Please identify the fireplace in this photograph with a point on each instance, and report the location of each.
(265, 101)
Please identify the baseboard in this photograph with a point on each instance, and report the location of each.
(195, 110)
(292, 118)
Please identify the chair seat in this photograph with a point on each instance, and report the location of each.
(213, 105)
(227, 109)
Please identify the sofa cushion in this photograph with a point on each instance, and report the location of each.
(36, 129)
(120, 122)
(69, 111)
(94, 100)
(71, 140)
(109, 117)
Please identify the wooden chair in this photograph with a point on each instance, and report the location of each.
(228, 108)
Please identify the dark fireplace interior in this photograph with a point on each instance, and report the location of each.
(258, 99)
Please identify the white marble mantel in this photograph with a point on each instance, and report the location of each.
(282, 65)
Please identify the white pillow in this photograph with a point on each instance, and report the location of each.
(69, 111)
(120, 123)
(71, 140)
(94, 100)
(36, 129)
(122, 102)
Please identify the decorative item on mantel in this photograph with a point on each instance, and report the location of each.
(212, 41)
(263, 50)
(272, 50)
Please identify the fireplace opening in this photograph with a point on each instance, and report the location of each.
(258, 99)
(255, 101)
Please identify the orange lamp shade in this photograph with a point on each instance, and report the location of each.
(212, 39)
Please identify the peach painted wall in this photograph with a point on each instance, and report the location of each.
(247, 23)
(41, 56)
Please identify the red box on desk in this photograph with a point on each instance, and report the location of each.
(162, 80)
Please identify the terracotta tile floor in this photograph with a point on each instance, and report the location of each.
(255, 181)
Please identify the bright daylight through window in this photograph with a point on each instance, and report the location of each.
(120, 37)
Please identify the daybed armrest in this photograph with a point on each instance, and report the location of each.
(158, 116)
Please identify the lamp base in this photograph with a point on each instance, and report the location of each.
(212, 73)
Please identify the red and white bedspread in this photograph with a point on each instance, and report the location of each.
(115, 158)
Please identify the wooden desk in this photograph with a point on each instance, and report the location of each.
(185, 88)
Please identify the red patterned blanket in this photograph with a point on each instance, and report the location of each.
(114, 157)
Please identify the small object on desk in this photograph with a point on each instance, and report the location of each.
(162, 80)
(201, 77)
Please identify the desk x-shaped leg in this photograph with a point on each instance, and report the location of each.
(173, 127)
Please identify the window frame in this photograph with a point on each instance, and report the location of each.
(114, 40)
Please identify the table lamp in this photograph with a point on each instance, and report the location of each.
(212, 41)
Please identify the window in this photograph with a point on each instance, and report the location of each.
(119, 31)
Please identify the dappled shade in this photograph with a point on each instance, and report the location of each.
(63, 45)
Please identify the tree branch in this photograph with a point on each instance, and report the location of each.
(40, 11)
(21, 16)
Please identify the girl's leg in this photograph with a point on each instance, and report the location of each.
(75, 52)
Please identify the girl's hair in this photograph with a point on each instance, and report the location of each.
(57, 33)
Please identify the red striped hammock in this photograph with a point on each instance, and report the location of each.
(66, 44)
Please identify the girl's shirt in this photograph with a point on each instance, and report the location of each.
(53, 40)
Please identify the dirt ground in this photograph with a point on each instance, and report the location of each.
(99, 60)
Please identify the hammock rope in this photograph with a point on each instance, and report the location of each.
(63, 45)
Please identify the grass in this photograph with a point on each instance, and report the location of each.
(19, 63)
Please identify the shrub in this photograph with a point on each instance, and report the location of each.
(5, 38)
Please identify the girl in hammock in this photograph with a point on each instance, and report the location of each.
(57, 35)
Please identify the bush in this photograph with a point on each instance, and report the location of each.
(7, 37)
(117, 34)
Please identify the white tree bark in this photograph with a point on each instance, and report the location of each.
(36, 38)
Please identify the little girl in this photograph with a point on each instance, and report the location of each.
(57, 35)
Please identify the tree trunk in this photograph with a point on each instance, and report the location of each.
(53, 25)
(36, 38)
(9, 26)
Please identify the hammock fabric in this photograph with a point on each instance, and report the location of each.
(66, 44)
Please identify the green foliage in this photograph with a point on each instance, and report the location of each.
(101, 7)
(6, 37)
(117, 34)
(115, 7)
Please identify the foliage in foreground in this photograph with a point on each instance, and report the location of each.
********
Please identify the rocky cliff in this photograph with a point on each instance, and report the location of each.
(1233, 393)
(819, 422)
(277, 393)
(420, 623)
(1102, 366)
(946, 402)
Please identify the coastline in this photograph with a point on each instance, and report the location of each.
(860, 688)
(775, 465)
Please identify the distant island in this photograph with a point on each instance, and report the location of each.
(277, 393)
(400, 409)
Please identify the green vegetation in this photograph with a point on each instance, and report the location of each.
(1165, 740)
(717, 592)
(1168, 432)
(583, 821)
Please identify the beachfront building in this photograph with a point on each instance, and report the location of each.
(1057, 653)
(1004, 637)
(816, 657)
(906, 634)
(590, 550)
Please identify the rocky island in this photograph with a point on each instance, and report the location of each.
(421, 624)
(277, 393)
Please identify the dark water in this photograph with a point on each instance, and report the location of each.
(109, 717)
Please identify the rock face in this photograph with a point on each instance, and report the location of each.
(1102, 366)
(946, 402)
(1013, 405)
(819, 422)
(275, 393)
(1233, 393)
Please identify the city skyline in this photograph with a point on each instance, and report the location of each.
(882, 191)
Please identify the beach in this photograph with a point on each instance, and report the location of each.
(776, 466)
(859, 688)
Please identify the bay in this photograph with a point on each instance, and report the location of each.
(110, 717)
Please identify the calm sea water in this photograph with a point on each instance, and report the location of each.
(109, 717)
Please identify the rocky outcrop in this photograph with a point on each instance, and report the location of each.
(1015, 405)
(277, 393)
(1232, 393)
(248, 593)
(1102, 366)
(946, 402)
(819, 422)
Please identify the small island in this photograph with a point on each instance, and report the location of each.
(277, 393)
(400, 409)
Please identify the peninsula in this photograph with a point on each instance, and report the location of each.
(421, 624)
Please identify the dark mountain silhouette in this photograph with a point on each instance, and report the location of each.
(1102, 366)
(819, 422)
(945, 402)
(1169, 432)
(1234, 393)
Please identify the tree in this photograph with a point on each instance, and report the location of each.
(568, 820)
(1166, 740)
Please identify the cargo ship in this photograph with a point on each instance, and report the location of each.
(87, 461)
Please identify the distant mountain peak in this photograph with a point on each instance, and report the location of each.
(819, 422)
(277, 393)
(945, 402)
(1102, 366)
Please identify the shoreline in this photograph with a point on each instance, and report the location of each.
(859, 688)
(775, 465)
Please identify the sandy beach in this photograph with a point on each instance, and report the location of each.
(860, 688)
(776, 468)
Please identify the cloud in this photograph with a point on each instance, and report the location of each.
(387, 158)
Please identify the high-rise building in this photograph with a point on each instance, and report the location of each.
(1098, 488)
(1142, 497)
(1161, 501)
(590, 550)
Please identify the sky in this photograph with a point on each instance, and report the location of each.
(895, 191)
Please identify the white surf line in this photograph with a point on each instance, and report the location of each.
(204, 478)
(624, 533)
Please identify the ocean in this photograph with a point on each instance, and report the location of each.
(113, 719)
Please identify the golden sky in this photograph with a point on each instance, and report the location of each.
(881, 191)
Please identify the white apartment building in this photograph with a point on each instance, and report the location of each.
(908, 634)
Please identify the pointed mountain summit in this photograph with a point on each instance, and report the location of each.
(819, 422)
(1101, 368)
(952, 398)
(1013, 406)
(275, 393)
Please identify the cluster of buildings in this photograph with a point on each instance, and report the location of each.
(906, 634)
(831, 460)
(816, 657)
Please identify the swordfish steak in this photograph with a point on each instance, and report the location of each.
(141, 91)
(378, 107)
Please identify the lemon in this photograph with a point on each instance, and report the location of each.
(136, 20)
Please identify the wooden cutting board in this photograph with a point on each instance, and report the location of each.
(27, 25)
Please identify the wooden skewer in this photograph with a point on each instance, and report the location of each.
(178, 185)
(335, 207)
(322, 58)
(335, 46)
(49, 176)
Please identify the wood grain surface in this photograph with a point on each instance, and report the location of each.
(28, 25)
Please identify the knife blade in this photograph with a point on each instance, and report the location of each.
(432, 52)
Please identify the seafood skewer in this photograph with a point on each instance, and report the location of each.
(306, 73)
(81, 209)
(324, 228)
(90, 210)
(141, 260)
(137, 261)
********
- **Required work**:
Pull out every line of the data above that contains the word "chair". Case counts.

- **Response to this exercise**:
Please identify the chair seat in this photograph with a point on each instance, and report the location of each.
Please identify the wooden chair in this photograph with a point on each instance, and report the location of each.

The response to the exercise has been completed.